→ **Passage given**:
[sakai2-tcc] Are we supporting Java 1.5 for 2.8?

Anthony Whyte arwhyte at umich.edu
Fri Feb 18 05:56:11 PST 2011


If we want to drop 1.5 then we need to make sure that the code compiles after adjusting Maven's compiler plugin settings from 1.5 to 1.6.  Last time I checked (early December) the kernel failed to build due to an issue with kernel util's validater.java due to "unmappable character for encoding UTF-8 (53 cases)."  

I have a fix for that which I shared with Beth et al (see below); but I've not implemented it in trunk yet.  I can commit the fix as soon as there is consensus here and then begin the process of making sure the rest of the code (including indies) compile.

      <plugin>
                <inherited>true</inherited>
                <groupId>org.apache.maven.plugins</groupId>
                <artifactId>maven-compiler-plugin</artifactId>
                <configuration>
                    <source>1.5</source>  [change to 1.6]
                    <target>1.5</target>  [change to 1.6] 
                </configuration>
            </plugin>



Begin forwarded message:

> From: Anthony Whyte <arwhyte at umich.edu>
> Date: December 16, 2010 4:56:44 PM EST
> To: Kirschner Beth <bkirschn at umich.edu>
> Cc: Horwitz David <david.horwitz at uct.ac.za>, Alan Berg <A.M.Berg at uva.nl>
> Subject: Kernel-utils: validator.java and use of escape sequences for Latin-1 characters
> 
> Beth--I wrote some test code to convince myself (and you) that the original proposal to replace the characters that Maven considers unmappable with unicode escape sequences in kernel-utils validator.java results in no change in behavior.  It's attached as converter.tgz.

→ **Data**:

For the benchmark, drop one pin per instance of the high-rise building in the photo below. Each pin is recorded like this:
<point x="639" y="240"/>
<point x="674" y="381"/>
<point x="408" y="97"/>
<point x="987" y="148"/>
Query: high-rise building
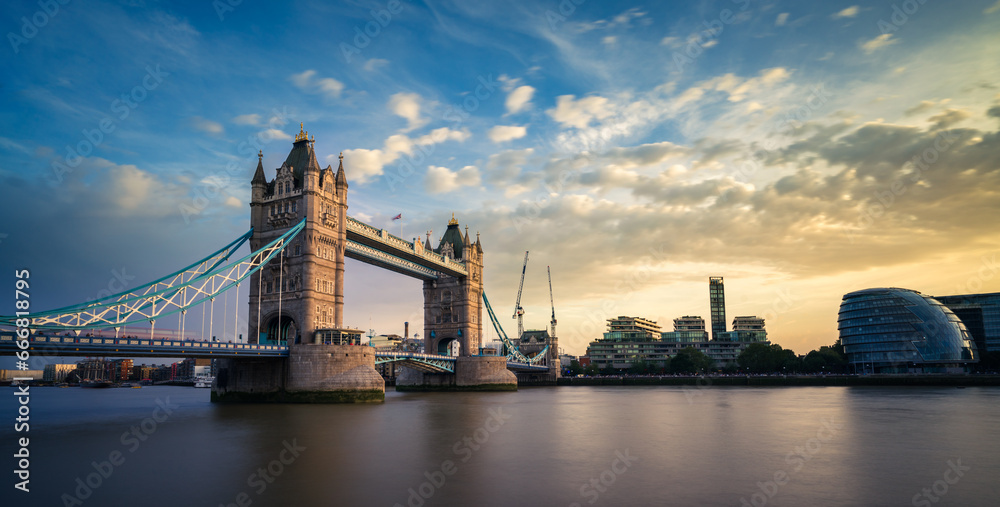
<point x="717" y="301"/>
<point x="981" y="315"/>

---

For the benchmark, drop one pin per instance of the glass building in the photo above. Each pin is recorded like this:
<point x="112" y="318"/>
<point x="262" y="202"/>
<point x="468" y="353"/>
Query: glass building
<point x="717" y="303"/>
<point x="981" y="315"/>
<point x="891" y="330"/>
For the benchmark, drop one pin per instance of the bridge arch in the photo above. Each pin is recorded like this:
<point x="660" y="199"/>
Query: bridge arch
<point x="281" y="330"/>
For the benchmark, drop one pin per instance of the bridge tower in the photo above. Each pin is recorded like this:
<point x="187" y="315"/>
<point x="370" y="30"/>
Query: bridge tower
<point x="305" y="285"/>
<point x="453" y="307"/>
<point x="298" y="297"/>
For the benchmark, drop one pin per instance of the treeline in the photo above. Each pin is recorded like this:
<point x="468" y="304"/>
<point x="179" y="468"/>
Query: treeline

→ **Problem set**:
1: Translate this sentence from the email about Java 1.5 support into Spanish: "I can commit the fix as soon as there is consensus here and then begin the process of making sure the rest of the code (including indies) compile."
2: Pick up the email about Java 1.5 support for Sakai 2.8 and keep writing it after its last sentence.
The items come from a separate source unrelated to the email about Java 1.5 support.

→ **Responses for each task**:
1: Puedo hacer commit de la corrección en cuanto haya consenso aquí y luego empezar el proceso de asegurarme de que el resto del código (incluidos los indies) compile.

2:
> 
> The results:
> 
> protected static final String MAP_TO_A = "\u00E2\u00E4\u00E0\u00E5\u00C4\u00C5\u00E1\u00E1";
> 
> is equivalent to
> 
> protected static final String MAP_TO_A = "âäàåÄÅáá";
> 
> Java as designed interprets the escape sequences correctly; it does not consider the value of the string below as an undifferentiated string of slashes, letters and numbers with a length of 48.  Rather it returns a length of 8 characters and outputs the string as âäàåÄÅáá.
> 
> converter.java (the test code) includes the set of string constants (e.g., MAP_TO_A, etc.) and the static method escapeResourceName(string, id) that are included in validator.java.  I've also included a couple of convenience methods that are not needed in validator.java.  I provide a couple of additional constants that I use for testing.  
> 
> If you pass to escapeResourceName(String id) the character "ß",  having defined the constant MAP_TO_B = "\u00DF\u00DF" instead of "ßß" (as is current practice), the character is properly escaped as "b" -- there is no change in behavior.  Same is true in my second test: "â" is also properly escaped using the MAP_TO_A with escape sequences above.
> 
> I also tried the new Java SE 6 Normalizer.normalize() method which allows you to decompose characters, separating the character proper from its associate diacritical.  It works well for accented characters but cannot handle characters such as "ß", so it is no easy substitute for the conditional logic of escapeResourceName().
> 
> I also play around with commons-lang escapeJava() and unescapeJava() methods: the return values show that Java interprets escape sequences correctly.
> 
> converter.java output:
> 
> 1. Equality tests
> LATIN_1_A=âäàåÄÅáá
> LATIN_1_A length=8
> MAP_TO_A=âäàåÄÅáá
> MAP_TO_A unicode string length=8
> LATIN_1_B=ßß
> LATIN_1_B length=2
> MAP_TO_B=ßß
> MAP_TO_B unicode string length=2
> âäàåÄÅáá=âäàåÄÅáá
> ßß=ßß
> 
> 2. Escape Latin-1 characters using escapeResourceName()
> escaped LATIN_1_A characters: a
> escaped LATIN_1_B characters: b
> 
> 3. commons-lang StringEscapeUtils.escapeJava()
> Latin-1 B escapeJava=\u00DF
> Latin-1 B unescapeJava=ß
> 
> 4. Normalizer.normalize()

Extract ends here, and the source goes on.